» WRITTEN EXERCISE: Select every line of the records below that contains the word "young", and copy each such line.

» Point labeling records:
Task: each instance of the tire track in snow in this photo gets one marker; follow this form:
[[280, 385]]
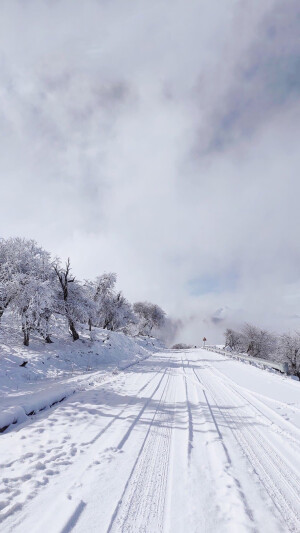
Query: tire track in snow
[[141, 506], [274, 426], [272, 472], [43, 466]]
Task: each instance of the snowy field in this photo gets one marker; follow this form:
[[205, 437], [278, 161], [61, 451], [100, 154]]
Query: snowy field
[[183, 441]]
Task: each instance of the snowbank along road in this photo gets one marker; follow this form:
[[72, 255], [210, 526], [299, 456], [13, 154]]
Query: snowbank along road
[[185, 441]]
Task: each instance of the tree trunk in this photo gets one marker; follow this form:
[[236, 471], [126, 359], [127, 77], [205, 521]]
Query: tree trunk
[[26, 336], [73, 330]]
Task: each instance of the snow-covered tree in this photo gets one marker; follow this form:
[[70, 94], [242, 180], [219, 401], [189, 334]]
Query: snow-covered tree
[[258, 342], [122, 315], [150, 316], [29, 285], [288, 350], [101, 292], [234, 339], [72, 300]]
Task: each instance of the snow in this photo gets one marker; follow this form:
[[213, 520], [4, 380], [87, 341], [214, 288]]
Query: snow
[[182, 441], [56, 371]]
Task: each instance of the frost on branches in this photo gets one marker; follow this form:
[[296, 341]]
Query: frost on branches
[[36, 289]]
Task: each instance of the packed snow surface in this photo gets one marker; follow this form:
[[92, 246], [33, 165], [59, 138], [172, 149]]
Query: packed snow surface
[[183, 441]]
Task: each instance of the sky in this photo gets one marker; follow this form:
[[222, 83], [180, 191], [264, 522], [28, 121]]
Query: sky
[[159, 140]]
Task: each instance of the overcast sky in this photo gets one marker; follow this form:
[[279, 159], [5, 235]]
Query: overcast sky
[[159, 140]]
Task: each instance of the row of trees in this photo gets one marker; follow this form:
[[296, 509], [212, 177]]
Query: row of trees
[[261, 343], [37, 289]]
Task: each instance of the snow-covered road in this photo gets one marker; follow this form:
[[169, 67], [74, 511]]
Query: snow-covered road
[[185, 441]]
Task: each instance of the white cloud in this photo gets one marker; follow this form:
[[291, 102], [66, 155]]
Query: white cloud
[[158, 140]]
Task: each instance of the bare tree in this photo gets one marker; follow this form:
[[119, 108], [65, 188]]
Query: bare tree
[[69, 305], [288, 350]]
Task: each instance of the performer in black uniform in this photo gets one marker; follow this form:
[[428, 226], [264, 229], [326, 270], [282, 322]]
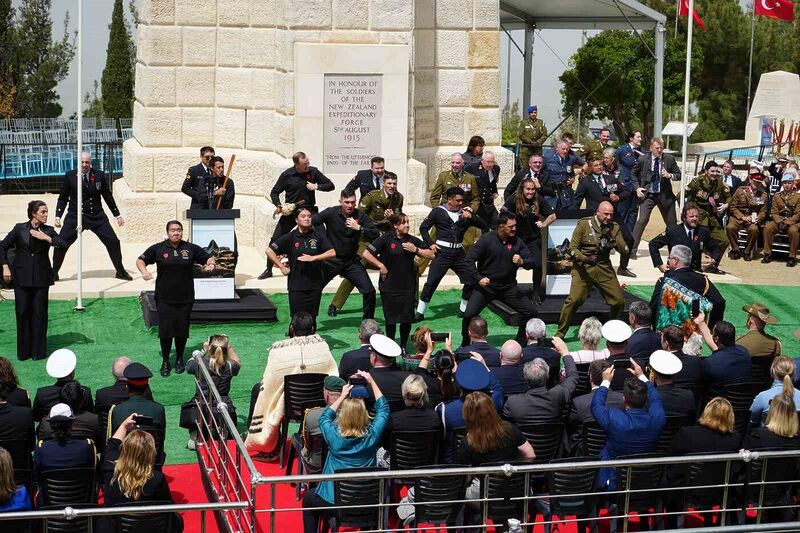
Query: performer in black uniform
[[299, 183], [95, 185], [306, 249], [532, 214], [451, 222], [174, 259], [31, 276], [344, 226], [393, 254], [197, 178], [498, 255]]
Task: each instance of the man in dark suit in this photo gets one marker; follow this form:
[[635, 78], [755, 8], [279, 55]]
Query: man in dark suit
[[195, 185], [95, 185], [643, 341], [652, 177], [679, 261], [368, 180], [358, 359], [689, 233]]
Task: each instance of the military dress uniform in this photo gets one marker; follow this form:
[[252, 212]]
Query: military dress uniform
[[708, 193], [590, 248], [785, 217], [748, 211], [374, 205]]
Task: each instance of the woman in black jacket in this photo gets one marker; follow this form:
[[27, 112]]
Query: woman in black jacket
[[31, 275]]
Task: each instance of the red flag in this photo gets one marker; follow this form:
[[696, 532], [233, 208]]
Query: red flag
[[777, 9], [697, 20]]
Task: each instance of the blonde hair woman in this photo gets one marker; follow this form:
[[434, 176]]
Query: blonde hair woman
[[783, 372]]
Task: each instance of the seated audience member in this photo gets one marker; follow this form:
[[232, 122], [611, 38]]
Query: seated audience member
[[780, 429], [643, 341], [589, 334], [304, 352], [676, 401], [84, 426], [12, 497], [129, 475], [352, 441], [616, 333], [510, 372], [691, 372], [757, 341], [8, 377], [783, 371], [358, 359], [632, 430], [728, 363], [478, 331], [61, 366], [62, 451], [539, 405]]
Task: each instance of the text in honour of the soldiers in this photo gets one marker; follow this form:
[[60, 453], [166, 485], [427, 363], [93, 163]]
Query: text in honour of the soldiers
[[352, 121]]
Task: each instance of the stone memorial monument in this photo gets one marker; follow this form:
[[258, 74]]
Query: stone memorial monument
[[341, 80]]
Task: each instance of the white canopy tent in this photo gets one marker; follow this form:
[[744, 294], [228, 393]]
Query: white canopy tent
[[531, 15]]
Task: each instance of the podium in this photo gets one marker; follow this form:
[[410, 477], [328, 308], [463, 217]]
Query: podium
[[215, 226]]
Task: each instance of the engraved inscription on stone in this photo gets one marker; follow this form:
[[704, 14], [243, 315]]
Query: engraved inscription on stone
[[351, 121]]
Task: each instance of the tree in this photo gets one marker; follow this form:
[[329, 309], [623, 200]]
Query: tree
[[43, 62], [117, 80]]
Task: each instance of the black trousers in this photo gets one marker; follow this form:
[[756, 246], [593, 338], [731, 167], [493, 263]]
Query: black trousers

...

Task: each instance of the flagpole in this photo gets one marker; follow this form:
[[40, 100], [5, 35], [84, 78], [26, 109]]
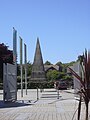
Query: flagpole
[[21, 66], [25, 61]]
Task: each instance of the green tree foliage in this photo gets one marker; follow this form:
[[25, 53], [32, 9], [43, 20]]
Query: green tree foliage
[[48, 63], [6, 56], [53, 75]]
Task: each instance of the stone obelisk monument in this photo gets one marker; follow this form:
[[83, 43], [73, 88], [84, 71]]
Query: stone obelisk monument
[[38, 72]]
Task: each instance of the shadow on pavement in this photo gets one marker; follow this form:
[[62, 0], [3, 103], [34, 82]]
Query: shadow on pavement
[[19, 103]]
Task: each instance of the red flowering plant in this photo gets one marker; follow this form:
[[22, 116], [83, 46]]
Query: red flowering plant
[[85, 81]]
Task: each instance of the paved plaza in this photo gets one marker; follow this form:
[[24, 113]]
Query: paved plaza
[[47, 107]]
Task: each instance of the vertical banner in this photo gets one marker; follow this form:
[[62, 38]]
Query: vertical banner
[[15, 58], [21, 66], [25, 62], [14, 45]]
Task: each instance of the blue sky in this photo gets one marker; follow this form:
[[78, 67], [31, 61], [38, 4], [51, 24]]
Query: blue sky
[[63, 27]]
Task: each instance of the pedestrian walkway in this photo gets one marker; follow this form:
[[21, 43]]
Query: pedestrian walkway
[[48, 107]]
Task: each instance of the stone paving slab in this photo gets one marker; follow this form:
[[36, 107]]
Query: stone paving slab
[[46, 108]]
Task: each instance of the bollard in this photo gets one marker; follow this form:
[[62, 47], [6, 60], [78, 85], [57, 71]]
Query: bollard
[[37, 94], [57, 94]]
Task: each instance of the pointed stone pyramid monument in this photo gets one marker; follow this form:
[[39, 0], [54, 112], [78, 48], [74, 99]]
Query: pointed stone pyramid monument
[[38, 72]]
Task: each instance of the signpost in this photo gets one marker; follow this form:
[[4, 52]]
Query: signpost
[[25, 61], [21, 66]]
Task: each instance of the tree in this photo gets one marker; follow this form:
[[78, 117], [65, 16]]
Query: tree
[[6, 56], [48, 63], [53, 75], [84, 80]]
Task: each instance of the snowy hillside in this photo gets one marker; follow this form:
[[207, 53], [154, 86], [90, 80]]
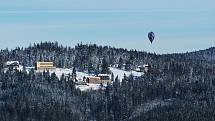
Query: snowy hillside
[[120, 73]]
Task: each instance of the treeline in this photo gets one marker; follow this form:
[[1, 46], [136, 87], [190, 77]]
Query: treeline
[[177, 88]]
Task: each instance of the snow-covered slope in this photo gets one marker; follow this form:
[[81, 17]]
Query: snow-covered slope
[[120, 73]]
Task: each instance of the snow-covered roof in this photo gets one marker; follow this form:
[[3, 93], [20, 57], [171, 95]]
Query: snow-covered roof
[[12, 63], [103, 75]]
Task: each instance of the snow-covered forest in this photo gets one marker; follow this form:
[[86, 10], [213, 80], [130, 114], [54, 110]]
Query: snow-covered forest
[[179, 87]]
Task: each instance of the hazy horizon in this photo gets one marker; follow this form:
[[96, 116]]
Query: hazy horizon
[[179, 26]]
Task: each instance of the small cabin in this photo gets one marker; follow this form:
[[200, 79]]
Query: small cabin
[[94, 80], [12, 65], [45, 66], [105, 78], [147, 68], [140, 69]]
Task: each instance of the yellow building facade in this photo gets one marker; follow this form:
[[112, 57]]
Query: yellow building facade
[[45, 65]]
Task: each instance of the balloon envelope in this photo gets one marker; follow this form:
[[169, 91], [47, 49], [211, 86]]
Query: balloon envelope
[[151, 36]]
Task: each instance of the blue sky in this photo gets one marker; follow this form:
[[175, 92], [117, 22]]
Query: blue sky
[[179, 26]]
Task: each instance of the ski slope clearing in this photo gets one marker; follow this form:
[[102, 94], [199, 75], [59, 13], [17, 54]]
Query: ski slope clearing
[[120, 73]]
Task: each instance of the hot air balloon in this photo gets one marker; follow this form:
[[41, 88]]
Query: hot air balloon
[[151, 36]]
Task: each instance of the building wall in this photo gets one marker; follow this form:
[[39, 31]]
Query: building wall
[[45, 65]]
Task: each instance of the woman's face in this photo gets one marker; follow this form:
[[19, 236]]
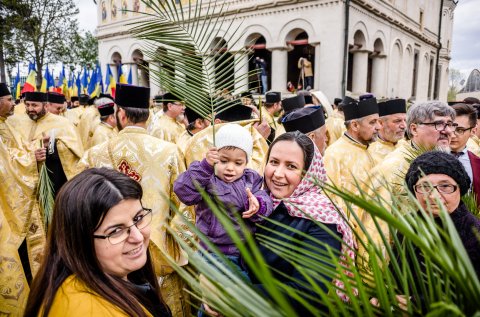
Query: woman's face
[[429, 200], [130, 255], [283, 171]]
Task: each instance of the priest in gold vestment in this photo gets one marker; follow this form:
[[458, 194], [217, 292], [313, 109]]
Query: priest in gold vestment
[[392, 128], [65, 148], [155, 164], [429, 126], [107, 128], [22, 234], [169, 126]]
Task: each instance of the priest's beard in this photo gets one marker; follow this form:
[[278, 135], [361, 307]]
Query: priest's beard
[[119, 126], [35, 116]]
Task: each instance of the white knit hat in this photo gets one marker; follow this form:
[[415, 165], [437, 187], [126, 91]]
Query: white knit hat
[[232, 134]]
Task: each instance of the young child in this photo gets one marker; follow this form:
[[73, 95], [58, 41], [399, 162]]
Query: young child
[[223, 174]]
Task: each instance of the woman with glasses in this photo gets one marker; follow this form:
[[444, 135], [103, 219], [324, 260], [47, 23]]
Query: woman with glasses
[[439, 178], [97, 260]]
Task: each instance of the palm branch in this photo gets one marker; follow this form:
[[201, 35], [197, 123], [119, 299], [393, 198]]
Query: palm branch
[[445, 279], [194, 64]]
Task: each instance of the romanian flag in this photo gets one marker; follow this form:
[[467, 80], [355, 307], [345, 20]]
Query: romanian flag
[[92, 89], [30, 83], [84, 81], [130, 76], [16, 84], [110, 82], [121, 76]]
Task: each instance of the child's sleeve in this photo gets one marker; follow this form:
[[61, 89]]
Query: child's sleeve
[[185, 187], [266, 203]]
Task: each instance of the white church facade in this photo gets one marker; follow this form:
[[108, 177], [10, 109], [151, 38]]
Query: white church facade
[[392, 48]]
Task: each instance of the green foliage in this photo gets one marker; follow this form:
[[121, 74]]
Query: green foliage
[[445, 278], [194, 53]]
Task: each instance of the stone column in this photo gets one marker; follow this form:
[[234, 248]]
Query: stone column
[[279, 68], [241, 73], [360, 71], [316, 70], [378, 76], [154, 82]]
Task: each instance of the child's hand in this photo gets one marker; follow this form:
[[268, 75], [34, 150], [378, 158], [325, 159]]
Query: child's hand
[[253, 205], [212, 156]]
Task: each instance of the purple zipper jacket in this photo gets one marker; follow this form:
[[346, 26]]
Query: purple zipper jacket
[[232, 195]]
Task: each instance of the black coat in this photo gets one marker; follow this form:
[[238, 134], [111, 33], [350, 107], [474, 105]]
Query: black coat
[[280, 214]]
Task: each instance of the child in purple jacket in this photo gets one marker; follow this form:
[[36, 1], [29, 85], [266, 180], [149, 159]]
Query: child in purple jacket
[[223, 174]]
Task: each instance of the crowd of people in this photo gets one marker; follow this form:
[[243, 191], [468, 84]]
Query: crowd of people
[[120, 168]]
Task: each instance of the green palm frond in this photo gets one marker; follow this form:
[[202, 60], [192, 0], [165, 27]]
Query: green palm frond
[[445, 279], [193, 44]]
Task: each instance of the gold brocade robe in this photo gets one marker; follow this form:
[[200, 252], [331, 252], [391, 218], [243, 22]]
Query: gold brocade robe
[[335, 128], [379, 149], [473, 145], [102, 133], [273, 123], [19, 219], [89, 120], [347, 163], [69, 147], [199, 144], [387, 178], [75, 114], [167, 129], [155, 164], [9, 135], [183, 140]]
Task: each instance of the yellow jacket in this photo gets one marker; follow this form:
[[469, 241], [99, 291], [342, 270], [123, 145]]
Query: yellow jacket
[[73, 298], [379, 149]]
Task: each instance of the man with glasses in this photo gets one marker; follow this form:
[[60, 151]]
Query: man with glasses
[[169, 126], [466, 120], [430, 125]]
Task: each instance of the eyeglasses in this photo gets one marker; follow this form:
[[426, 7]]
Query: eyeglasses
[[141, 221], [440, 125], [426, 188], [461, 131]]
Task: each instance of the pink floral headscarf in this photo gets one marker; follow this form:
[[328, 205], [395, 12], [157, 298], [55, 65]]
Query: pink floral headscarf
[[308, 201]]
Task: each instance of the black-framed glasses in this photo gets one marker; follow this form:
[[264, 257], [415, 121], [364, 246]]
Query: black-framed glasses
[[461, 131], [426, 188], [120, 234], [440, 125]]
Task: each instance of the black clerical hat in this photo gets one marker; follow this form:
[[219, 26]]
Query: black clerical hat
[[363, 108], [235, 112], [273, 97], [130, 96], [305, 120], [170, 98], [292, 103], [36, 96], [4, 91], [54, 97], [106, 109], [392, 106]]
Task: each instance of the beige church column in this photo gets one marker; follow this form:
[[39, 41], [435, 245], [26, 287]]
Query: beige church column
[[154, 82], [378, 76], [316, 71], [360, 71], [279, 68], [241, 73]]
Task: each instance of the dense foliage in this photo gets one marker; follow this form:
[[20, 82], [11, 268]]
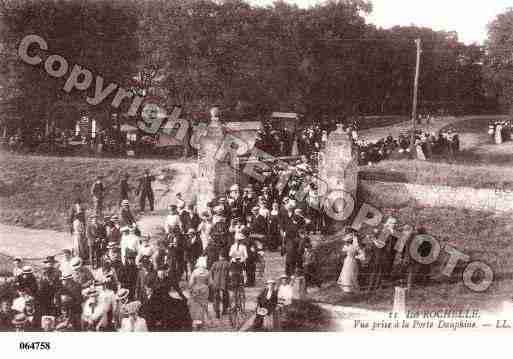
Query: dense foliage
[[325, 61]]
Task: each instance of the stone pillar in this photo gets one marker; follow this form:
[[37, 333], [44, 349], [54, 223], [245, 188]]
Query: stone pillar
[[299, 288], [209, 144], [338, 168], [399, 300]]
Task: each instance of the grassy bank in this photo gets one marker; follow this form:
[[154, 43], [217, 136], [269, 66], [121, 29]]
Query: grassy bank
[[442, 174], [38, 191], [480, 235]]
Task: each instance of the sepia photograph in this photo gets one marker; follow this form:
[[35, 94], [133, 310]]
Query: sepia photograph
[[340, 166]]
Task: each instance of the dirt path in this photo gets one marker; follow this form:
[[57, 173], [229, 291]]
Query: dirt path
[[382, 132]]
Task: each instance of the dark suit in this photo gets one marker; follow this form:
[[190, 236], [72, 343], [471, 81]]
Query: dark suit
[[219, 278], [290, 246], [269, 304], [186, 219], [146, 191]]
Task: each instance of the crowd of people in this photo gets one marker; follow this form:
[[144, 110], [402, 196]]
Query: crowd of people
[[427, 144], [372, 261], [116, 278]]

» SOLUTION TO THIS EXERCISE:
Task: each instance of the young child in this photo gets one marker; follow this form:
Query: young child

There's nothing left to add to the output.